Could you reproduce all of the following material, replacing every "bounding boxes" with "box coordinates" and leaving everything else unchanged?
======== ITEMS
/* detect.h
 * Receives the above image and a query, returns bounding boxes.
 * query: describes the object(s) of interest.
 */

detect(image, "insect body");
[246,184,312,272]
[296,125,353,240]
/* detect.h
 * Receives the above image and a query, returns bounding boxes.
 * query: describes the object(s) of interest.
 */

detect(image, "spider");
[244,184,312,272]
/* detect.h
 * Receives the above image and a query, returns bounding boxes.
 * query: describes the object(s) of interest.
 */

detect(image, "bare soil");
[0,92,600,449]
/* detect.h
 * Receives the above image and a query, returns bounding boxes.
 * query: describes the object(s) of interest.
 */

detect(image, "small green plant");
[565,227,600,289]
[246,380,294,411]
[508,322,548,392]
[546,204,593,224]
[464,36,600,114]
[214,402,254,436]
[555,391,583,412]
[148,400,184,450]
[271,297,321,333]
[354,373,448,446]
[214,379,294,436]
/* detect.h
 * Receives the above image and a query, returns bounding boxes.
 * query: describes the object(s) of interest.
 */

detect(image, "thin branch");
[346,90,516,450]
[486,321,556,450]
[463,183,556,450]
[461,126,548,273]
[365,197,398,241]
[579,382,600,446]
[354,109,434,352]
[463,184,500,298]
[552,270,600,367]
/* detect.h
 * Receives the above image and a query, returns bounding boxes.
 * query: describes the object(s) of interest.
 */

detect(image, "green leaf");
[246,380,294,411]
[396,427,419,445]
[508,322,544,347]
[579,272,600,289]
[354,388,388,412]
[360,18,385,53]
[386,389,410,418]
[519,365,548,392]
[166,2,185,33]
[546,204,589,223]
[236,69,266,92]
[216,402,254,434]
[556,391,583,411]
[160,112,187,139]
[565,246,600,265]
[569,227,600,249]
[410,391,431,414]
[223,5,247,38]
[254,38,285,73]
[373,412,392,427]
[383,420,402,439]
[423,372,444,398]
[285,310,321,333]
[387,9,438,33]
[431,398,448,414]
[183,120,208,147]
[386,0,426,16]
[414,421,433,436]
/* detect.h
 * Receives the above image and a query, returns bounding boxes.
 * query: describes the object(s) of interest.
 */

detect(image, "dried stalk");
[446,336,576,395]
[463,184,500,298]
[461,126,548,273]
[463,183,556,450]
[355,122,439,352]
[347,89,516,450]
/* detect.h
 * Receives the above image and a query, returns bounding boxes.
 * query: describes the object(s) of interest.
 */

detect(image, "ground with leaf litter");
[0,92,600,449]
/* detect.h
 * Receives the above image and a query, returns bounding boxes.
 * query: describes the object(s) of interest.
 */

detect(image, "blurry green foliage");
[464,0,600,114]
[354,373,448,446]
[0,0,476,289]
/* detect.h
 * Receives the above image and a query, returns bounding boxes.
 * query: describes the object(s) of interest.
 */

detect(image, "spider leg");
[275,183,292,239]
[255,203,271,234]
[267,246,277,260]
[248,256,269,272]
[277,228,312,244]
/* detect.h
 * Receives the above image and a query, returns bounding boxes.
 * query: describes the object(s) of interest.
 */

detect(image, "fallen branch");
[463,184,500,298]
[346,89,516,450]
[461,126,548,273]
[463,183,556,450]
================
• ANSWER TO THIS TASK
/* detect.h
 * Receives the above image and a query, returns box coordinates.
 * query: describes the object(s) of interest.
 */

detect(image, "insect body");
[246,184,312,272]
[296,125,353,240]
/* detect.h
 * Receives the above image and a query, returns box coordinates.
 * query: describes the object(s) of interest.
 */

detect(image, "spider");
[244,184,312,272]
/* detect.h
 * Receives the above image and a query, returns box coordinates.
 * query: describes the object(s) of interest.
 */

detect(image, "bare soil");
[0,92,600,449]
/* detect.h
 * Receives the above image and a query, returns box coordinates.
 * query: describes the object(s) of interest.
 */

detect(image, "small green plant");
[565,227,600,289]
[246,380,294,411]
[508,322,548,392]
[546,204,593,224]
[464,36,600,114]
[214,402,254,436]
[555,391,583,412]
[148,400,184,450]
[271,297,321,333]
[354,373,448,446]
[214,379,294,436]
/* detect.h
 * Receives the above image and a query, returns box coordinates.
 * query: describes the object(s) of interest.
 */

detect(image, "thin branch");
[346,90,516,450]
[486,321,556,450]
[463,183,556,450]
[461,126,548,273]
[365,197,398,241]
[579,382,600,446]
[354,109,434,352]
[463,184,500,298]
[552,270,600,367]
/* detect.h
 * Receives the above image and a query, returns box coordinates.
 * query: describes the object(s) of interest.
 */

detect(image, "green leaf");
[246,380,294,411]
[396,427,419,445]
[508,322,544,347]
[579,272,600,289]
[354,388,388,412]
[360,18,385,53]
[386,389,410,418]
[519,365,548,392]
[166,2,185,33]
[546,204,589,223]
[236,69,266,92]
[216,402,254,434]
[556,391,583,411]
[160,112,187,139]
[565,246,600,265]
[569,227,600,249]
[410,391,431,414]
[223,5,247,38]
[254,38,285,73]
[373,412,392,427]
[383,420,402,439]
[423,372,444,398]
[285,310,321,333]
[387,9,438,33]
[431,398,448,414]
[183,120,208,147]
[386,0,426,16]
[414,421,433,436]
/* detect.h
 * Receives the above image and a query, returns box coordinates.
 * query: describes the object(s) of interest.
 */

detect(image, "dried stalk");
[446,336,576,395]
[463,184,500,298]
[461,126,548,273]
[463,183,556,450]
[355,122,439,352]
[347,89,516,450]
/* detect.h
 * Receives the above image and a query, returns box coordinates.
 * query: describes the object(s) of interest.
 */

detect(image, "ground with leaf litter");
[0,92,600,449]
/* detect.h
 * Receives the above image and a query, returns box coordinates.
 * query: describes the object(s) of interest.
 */

detect(image, "blurry green foliage");
[464,0,600,114]
[354,373,448,446]
[0,0,476,289]
/* detect.h
 * Receives the above image and a query, returns box coordinates.
 * query: describes the object(s) of interest.
 */

detect(image, "spider leg");
[275,183,292,239]
[255,203,271,234]
[267,246,277,260]
[248,256,269,272]
[277,228,312,244]
/* detect.h
 * Receives the above image and a query, returns box coordinates.
 * query: describes the object(s) of interest.
 */

detect(image, "fallen branch");
[463,184,500,298]
[346,89,516,450]
[461,126,548,273]
[463,183,556,450]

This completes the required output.